● Scopo dell'esercizio
Ricopia senza alcuna modifica il passo del testo sulle rappresentazioni della morte compreso tra "Gli antichi greci" e "alle proprie ali.", entrambi inclusi.

● Brano fornito
···

Cultura

Le rappresentazioni della morte

La rappresentazioni della morte - cosa c'è dopo la morte

L’arte della personificazione si è evoluta nel tempo, così che la pratica si è espansa anche oltre la mitologia e la religione. Molte volte ed in molti periodi storici si sono sviluppate differenti rappresentazioni della morte. Oggi, la personificazione è presente in quasi tutte le forme di arte visiva contemporanea, inclusi fumetti, cortometraggi e lungometraggi dal vivo e animati. Oggigiorno, non esiste una regola quando si tratta di personificare qualcosa: l’artista è infatti libero di interpretare e illustrare il concetto a modo suo. 

Il Tristo Mietitore

Con la personificazione che ha una storia così lunga, è probabile che il concetto della morte sia già stato espresso, moltissime volte. In tal caso, l’artista potrebbe scegliere se seguire lo standard stabilito dagli esempi precedenti o cercare di inventare qualcosa che si separi dal resto. 

Quando si parla del Tristo Mietitore, l’immagine classica che viene in mente è quella di una figura scheletrica avvolta in un cappuccio nero, con in mano una falce (e talvolta una clessidra). Qualcuno rappresenta il Tristo Mietitore anche con in mano un libro che contiene i nomi delle persone il cui tempo è ormai scaduto. La figura, però, non è stata sempre presentata in questa forma. La Morte ha avuto molti e diversi aspetti, influenzati dalla filosofia delle diverse civiltà.

Le Diverse rappresentazioni della Morte

Gli antichi greci diedero alla morte l’immagine del dio Thanatos, (qui un articolo a lui dedicato) un giovane alato e bello che guida i defunti negli inferi. Questa figura riflette la filosofia greca che in generale sostiene di non temere la morte.

I bellicosi Vichinghi, d’altra parte, vedevano la morte in battaglia come la cosa più onorevole e la rappresentavano attraverso bellissime fanciulle guerriere che volavano alte sopra il campo di battaglia, sia cavalcando cavalli alati che facendo affidamento alle proprie ali.

Queste visualizzazioni continueranno poi nelle religioni più moderne come il cristianesimo, l’Islam e l’ebraismo. All’interno dei testi sacri di queste religioni esistono numerose figure che possono essere definite come “angeli della morte“. Il tratto generale di questa figura che l’entità è benevola e sottomessa a Dio.

···

● Dati grezzi
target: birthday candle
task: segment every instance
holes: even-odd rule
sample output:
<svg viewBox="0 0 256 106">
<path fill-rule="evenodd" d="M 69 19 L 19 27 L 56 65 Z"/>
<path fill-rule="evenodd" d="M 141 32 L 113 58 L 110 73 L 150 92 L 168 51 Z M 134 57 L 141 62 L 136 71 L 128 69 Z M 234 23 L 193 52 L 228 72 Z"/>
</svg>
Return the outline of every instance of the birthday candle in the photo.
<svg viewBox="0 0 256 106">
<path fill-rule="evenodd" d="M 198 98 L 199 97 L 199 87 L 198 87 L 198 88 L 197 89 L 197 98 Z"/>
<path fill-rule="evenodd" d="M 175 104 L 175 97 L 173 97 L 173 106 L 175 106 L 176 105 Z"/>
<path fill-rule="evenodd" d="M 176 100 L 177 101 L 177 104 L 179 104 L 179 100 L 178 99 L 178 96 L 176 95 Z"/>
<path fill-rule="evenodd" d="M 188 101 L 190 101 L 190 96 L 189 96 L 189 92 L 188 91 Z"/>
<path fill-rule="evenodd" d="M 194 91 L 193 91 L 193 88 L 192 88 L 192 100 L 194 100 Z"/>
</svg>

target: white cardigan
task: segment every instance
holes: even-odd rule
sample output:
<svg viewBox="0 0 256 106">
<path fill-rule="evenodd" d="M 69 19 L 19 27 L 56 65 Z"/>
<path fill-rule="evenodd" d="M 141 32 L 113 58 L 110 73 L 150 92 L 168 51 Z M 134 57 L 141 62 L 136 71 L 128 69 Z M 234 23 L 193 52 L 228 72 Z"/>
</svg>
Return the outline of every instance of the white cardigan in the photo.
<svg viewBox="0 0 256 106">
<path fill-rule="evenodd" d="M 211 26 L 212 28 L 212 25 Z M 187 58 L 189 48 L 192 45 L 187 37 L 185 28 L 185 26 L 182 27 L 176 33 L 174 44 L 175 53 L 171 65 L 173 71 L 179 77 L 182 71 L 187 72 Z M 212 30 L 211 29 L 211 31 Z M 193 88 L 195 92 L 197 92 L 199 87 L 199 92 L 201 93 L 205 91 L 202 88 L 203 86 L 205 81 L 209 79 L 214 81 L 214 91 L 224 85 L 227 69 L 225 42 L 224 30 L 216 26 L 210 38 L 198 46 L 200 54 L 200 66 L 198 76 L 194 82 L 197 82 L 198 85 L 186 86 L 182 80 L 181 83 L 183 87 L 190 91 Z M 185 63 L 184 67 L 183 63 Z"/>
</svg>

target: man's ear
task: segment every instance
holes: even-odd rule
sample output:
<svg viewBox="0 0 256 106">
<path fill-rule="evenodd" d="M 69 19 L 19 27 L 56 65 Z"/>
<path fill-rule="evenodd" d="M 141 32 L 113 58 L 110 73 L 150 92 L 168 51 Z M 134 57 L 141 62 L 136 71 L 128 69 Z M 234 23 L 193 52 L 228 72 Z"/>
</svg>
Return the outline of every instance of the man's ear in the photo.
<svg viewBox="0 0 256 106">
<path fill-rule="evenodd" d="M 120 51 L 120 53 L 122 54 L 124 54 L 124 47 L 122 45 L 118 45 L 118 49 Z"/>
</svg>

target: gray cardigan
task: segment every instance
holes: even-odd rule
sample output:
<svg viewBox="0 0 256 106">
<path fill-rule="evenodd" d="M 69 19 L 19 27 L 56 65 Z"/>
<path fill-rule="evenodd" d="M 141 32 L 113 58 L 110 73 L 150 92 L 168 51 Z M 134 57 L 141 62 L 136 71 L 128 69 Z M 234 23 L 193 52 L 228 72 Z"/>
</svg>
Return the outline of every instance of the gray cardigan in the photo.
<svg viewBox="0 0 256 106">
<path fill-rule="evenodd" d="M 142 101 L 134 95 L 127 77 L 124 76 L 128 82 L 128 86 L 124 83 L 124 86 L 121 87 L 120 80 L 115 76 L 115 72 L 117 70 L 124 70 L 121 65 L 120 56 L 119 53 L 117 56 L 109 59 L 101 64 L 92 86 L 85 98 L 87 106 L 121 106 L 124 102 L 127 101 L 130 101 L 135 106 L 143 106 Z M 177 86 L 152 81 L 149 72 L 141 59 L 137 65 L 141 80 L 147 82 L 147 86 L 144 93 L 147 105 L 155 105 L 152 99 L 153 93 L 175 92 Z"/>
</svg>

···

● Risultato
Gli antichi greci diedero alla morte l’immagine del dio Thanatos, (qui un articolo a lui dedicato) un giovane alato e bello che guida i defunti negli inferi. Questa figura riflette la filosofia greca che in generale sostiene di non temere la morte.

I bellicosi Vichinghi, d’altra parte, vedevano la morte in battaglia come la cosa più onorevole e la rappresentavano attraverso bellissime fanciulle guerriere che volavano alte sopra il campo di battaglia, sia cavalcando cavalli alati che facendo affidamento alle proprie ali.